• Problems to solve
(1) Reproduce the GPU inference thread from "-- The C compiler" through "Git (missing: GIT_EXECUTABLE)", swapping "Detecting" for "Probing" at every occurrence.
(2) Write the next part of the GPU inference thread, picking up right after its final line.

• Extract provided
··········

Inference on nvidia gpu

Louis-y-nlp commented 1 year ago

Thanks for your great work. Im running a mpt model with nvidia v100 gpu. I think the compilation process went well, but GPU cannot be utilized during inference. Here is what i got

cmake -D CMAKE_C_COMPILER=/usr/local/bin/gcc -D CMAKE_CXX_COMPILER=/usr/local/bin/g++ -DGGML_CUBLAS=ON -DCMAKE_CUDA_COMPILER=/usr/local/cuda/bin/nvcc ..
-- The C compiler identification is GNU 8.5.0
-- The CXX compiler identification is GNU 8.5.0
-- Detecting C compiler ABI info
-- Detecting C compiler ABI info - done
-- Check for working C compiler: /usr/local/bin/gcc - skipped
-- Detecting C compile features
-- Detecting C compile features - done
-- Detecting CXX compiler ABI info
-- Detecting CXX compiler ABI info - done
-- Check for working CXX compiler: /usr/local/bin/g++ - skipped
-- Detecting CXX compile features
-- Detecting CXX compile features - done
-- Could NOT find Git (missing: GIT_EXECUTABLE)

··········

• Information supplied
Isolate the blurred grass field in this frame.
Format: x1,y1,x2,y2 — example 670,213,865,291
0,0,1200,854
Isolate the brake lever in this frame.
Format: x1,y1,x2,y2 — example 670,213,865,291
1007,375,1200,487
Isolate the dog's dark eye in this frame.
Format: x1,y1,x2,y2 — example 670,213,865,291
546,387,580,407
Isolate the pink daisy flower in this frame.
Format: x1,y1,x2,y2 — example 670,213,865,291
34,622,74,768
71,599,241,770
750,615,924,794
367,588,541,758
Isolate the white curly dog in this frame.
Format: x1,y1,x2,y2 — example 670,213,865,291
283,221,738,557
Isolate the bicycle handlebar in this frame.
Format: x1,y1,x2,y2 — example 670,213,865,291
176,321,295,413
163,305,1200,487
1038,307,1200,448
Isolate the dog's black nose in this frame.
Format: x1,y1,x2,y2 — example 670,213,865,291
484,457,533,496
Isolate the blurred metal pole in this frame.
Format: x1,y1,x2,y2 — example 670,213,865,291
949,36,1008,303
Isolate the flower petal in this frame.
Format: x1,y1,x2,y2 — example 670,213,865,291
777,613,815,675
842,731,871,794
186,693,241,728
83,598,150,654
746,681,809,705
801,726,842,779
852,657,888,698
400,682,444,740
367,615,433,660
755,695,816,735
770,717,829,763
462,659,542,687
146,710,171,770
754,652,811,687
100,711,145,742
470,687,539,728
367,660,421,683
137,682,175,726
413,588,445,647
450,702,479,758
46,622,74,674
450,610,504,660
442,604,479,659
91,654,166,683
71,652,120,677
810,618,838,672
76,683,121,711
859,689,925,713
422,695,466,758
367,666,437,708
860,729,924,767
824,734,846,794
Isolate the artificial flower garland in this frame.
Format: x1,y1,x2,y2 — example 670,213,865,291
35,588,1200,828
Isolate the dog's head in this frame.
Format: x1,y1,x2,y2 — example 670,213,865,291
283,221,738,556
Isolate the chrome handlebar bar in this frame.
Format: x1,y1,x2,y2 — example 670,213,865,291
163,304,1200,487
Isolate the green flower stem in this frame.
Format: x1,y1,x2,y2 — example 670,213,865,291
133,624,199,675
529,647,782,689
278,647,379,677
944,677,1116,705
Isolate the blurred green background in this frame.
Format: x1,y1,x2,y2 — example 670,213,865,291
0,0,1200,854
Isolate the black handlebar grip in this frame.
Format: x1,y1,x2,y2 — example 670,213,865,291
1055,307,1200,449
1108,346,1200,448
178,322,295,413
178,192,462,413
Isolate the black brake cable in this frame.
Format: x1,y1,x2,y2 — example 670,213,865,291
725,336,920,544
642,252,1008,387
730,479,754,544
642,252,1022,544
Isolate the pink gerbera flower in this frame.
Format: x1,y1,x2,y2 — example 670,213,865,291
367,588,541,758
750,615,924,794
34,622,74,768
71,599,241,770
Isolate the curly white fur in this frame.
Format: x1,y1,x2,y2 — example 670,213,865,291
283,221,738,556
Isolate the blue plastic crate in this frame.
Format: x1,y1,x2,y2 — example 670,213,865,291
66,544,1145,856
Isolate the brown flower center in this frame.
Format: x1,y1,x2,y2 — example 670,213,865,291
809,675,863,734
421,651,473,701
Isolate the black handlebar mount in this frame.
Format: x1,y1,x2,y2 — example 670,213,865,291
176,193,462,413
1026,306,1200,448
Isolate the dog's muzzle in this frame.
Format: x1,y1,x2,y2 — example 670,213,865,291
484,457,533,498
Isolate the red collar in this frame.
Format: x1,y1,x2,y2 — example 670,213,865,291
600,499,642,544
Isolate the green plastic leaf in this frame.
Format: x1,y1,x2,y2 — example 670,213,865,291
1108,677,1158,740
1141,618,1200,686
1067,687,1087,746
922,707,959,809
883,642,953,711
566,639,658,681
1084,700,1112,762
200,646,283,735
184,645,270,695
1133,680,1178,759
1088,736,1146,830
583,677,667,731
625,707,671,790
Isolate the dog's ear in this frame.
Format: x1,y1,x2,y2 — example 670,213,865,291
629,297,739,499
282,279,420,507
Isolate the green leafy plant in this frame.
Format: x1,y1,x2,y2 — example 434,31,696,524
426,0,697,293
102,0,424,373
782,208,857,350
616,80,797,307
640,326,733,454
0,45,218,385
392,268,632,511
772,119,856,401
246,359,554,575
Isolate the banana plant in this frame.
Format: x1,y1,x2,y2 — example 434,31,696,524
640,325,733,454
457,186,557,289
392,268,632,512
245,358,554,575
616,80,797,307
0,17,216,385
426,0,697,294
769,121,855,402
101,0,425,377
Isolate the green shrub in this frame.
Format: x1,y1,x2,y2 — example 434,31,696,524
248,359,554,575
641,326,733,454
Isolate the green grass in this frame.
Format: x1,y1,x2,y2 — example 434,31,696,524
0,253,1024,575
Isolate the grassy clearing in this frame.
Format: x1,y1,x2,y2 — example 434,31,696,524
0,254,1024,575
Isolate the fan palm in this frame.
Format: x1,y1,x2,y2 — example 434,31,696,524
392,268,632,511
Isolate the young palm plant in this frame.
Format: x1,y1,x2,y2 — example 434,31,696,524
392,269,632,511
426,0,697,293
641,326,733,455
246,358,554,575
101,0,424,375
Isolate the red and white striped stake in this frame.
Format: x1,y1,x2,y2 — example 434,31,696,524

··········

• Results
(1)
-- The C compiler identification is GNU 8.5.0
-- The CXX compiler identification is GNU 8.5.0
-- Probing C compiler ABI info
-- Probing C compiler ABI info - done
-- Check for working C compiler: /usr/local/bin/gcc - skipped
-- Probing C compile features
-- Probing C compile features - done
-- Probing CXX compiler ABI info
-- Probing CXX compiler ABI info - done
-- Check for working CXX compiler: /usr/local/bin/g++ - skipped
-- Probing CXX compile features
-- Probing CXX compile features - done
-- Could NOT find Git (missing: GIT_EXECUTABLE)

(2)
-- Performing Test CMAKE_HAVE_LIBC_PTHREAD
-- Performing Test CMAKE_HAVE_LIBC_PTHREAD - Failed
-- Looking for pthread_create in pthreads
-- Looking for pthread_create in pthreads - not found
-- Looking for pthread_create in pthread
-- Looking for pthread_create in pthread - found
-- Found Threads: TRUE  
-- CMAKE_SYSTEM_PROCESSOR: x86_64
-- x86 detected
-- Linux detected
-- Found CUDAToolkit: /usr/local/cuda/include (found version "11.0.221") 
-- cuBLAS found
-- The CUDA compiler identification is NVIDIA 11.0.221
-- Detecting CUDA compiler ABI info
-- Detecting CUDA compiler ABI info - done
-- Check for working CUDA compiler: /usr/local/cuda/bin/nvcc - skipped
-- Detecting CUDA compile features
-- Detecting CUDA compile features - done
-- GGML CUDA sources found, configuring CUDA architecture
-- x86 detected
-- Linux detected
-- Configuring done (3.0s)
-- Generating done (0.1s)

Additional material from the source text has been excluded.